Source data

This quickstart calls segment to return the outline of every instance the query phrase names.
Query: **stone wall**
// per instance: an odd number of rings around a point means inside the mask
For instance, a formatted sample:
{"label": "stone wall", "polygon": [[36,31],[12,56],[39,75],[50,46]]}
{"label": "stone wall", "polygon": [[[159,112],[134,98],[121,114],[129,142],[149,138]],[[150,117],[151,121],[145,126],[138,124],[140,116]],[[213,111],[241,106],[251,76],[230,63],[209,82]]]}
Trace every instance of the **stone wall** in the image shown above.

Job | Write out every line of the entries above verbatim.

Exercise result |
This quickstart calls segment to return the outline of every instance the query phrase names.
Query: **stone wall**
// per instance: an odd number of rings around a point means inside the mask
For instance, a formatted sample:
{"label": "stone wall", "polygon": [[36,31],[12,56],[39,75],[50,46]]}
{"label": "stone wall", "polygon": [[[159,112],[134,98],[121,114],[129,142],[149,138]],[[150,117],[151,121],[145,126],[138,124],[140,116]],[[213,111],[241,106],[251,76],[230,63],[209,82]]]}
Trace every instance of the **stone wall** in the image shown above.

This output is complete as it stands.